### Exercise description:
Every record that follows should be written out again without any change.

### Provided records:

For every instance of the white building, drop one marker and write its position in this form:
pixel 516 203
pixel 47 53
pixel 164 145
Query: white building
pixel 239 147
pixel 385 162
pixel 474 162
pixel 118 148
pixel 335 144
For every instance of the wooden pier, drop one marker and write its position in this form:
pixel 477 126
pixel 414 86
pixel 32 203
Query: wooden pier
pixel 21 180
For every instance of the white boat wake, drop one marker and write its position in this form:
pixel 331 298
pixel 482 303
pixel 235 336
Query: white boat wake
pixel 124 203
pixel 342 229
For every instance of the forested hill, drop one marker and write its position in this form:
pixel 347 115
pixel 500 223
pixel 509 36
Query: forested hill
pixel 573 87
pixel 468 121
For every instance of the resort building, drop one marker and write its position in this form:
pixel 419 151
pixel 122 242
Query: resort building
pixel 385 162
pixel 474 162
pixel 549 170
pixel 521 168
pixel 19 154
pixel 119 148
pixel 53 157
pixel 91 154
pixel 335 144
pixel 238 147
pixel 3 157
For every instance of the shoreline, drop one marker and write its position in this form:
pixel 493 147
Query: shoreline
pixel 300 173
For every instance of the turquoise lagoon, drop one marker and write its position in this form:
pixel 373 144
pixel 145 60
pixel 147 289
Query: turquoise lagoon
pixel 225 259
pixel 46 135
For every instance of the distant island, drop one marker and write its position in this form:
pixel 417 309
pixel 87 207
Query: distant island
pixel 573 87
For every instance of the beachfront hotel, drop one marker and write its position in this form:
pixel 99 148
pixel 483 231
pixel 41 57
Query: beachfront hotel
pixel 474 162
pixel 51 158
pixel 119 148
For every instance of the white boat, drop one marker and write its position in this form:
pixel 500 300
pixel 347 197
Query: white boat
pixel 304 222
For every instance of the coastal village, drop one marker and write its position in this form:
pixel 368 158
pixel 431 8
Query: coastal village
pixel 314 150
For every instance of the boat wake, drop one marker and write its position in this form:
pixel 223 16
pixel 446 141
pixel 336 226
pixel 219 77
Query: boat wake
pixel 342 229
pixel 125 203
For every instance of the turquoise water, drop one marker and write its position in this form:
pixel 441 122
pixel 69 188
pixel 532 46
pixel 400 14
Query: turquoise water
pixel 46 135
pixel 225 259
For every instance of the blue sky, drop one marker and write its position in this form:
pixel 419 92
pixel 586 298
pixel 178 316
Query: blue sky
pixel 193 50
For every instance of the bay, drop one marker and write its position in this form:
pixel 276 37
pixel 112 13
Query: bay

### Expected output:
For every instance of the white building, drop one marker and write its position in this form:
pixel 516 203
pixel 47 53
pixel 164 145
Query: white building
pixel 239 147
pixel 385 162
pixel 474 162
pixel 118 148
pixel 335 144
For every instance of the wooden pier, drop one marker and write its position in this form:
pixel 477 126
pixel 414 86
pixel 32 203
Query: wooden pier
pixel 21 180
For every instance of the white boat wake, drop one marker and write its position in this form:
pixel 331 298
pixel 482 303
pixel 235 336
Query: white boat wake
pixel 124 203
pixel 342 229
For every instance of the forested hill, drop one marker and write its position in this form:
pixel 347 115
pixel 500 223
pixel 509 36
Query: forested hill
pixel 573 87
pixel 468 121
For every instance of the resort building, drop one marker and write its position in this form:
pixel 419 151
pixel 122 242
Query: resort building
pixel 385 162
pixel 474 162
pixel 549 170
pixel 521 168
pixel 19 154
pixel 119 148
pixel 53 157
pixel 91 154
pixel 335 144
pixel 238 147
pixel 3 157
For every instance of the shoreline, drop one marker and write its position in this form:
pixel 493 147
Query: shoreline
pixel 300 173
For every instance of the turquoise lagoon, drop one marker and write its position in this form:
pixel 373 144
pixel 145 60
pixel 147 289
Query: turquoise lagoon
pixel 225 259
pixel 46 135
For every instance of the distant island, drop one marker and write its position in this form:
pixel 417 309
pixel 87 207
Query: distant island
pixel 573 87
For every instance of the beachfront hotel, drop one marker and write its position in this form:
pixel 99 148
pixel 483 231
pixel 41 57
Query: beachfront hotel
pixel 474 162
pixel 51 158
pixel 119 148
For every instance of the white boat, drop one marker and write its position in this form:
pixel 500 300
pixel 347 197
Query: white boat
pixel 304 222
For every instance of the coastal village, drop one marker and write its position in this form:
pixel 368 158
pixel 431 8
Query: coastal village
pixel 314 150
For every instance of the boat wake, drop one marker and write its position in this form:
pixel 223 16
pixel 446 141
pixel 336 226
pixel 219 77
Query: boat wake
pixel 342 229
pixel 125 203
For every instance of the turquoise water, drop one marker and write its position in this form:
pixel 441 122
pixel 69 188
pixel 532 46
pixel 400 14
Query: turquoise water
pixel 46 135
pixel 225 259
For every instance of the blue sky, drop one marker and write its position in this form:
pixel 419 92
pixel 586 298
pixel 178 316
Query: blue sky
pixel 193 50
For every instance of the bay, drop one marker and write its position in this form:
pixel 276 37
pixel 112 13
Query: bay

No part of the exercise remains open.